Segment Start: Text passage

SYDNEY, Sept. 5 (Xinhua) -- A new vaccine developed by Australia's Griffith University in collaboration with Canada research partners may hold the potential to treat toxic shock caused by invasive streptococcal disease.
Belonging to the same bacterial group which causes common and non-life-threatening ailments such as school sores and tonsillitis, in about one in 100 cases an organism created by streptococcus (Strep A) can enter the body and become invasive streptococcal disease (ISD).
In some instances, ISD can then turn into streptococcal toxic shock syndrome (STSS).
With around 160,000 deaths per year and a mortality rate of over 25 percent, program leader and laboratory head Professor Michael Good said on Thursday that "STSS is an acute condition like meningococcus. If you get exposed to the organism you can be dead within a matter of days or less."
"So we're hopeful that what we've discovered can help save lives."
Showing positive results when tested on mice models, the new vaccine named J8 was able to reduce bacteria in both the spleen and blood after infection.
Although researchers originally set out to find a way to prevent rheumatic heart disease, which is also caused by Strep A, the team thought the vaccine may also hold promise when it comes to STSS.

Segment End: Text passage

**Complete the following**
(1) Can you write out the part of the vaccine article that opens with the words containing "Belonging to the" and closes with "blood after infection."?
(2) Answer these about the vaccine article:
(a) Which Australian university developed the new vaccine?
(b) What name was given to the new vaccine?
(c) Which disease did the researchers originally set out to find a way to prevent?

Segment Start: Data provided

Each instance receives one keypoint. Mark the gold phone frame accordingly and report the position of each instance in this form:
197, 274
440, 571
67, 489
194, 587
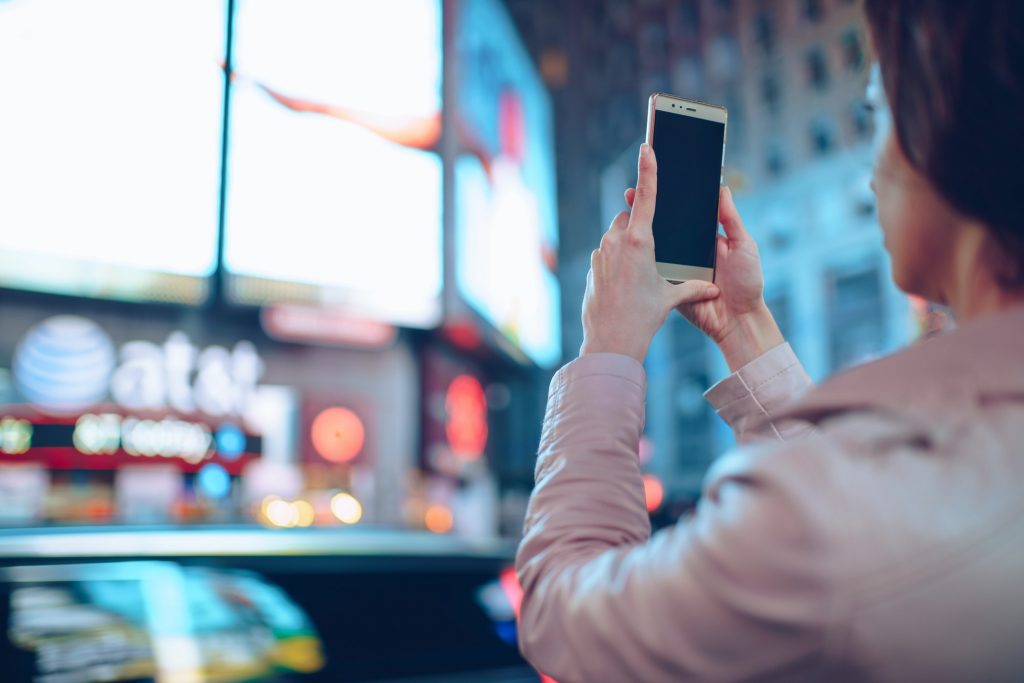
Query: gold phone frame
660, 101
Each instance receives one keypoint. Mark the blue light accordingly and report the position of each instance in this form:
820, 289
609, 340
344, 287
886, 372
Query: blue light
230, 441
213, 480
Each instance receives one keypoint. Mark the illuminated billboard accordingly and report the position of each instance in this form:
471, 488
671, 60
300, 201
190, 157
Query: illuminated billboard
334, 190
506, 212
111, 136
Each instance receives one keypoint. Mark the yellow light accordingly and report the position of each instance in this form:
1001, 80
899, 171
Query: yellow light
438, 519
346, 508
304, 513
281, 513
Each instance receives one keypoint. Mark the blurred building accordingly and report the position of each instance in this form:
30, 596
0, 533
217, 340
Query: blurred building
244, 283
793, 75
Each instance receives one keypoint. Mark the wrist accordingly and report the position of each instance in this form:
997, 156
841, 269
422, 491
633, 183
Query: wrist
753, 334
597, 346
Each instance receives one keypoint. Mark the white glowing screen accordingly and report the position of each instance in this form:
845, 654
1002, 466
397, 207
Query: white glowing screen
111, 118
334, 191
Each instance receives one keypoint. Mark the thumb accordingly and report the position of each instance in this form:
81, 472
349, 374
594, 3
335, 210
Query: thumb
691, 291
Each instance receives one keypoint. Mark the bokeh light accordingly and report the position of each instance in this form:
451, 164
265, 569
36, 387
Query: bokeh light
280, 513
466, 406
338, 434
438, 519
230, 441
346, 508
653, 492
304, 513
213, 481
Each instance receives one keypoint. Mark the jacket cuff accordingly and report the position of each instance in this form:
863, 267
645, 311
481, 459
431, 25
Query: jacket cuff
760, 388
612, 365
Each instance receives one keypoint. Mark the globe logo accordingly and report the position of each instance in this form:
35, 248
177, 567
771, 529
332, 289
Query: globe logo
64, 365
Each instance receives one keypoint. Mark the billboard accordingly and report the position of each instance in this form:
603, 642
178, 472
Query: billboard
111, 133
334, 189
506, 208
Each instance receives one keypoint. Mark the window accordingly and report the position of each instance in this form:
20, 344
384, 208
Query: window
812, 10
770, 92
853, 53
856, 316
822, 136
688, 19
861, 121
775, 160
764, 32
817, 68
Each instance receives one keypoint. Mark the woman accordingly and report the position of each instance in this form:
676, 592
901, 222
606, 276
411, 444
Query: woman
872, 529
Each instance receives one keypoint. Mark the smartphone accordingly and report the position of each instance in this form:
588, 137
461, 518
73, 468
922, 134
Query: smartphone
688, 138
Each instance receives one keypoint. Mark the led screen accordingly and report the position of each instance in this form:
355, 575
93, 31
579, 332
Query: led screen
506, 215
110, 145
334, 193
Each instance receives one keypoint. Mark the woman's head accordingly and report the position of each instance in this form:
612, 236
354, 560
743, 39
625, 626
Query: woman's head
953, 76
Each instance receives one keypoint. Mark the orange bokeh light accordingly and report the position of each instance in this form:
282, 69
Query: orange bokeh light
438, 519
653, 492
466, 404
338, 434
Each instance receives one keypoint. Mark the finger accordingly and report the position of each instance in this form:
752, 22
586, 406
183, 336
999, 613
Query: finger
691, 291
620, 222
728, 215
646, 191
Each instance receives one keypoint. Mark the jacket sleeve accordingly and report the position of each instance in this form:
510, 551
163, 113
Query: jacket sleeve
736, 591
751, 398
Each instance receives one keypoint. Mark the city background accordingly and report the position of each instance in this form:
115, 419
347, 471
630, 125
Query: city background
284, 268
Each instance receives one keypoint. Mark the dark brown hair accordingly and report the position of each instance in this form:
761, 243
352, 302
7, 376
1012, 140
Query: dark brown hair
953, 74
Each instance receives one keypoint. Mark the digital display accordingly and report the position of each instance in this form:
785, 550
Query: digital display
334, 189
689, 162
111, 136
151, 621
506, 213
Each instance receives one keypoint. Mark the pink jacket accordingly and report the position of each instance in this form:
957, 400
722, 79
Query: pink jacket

Segment End: Data provided

**Results for the exercise**
(1)
Belonging to the same bacterial group which causes common and non-life-threatening ailments such as school sores and tonsillitis, in about one in 100 cases an organism created by streptococcus (Strep A) can enter the body and become invasive streptococcal disease (ISD).
In some instances, ISD can then turn into streptococcal toxic shock syndrome (STSS).
With around 160,000 deaths per year and a mortality rate of over 25 percent, program leader and laboratory head Professor Michael Good said on Thursday that "STSS is an acute condition like meningococcus. If you get exposed to the organism you can be dead within a matter of days or less."
"So we're hopeful that what we've discovered can help save lives."
Showing positive results when tested on mice models, the new vaccine named J8 was able to reduce bacteria in both the spleen and blood after infection.

(2)
(a) Griffith University
(b) J8
(c) Rheumatic heart disease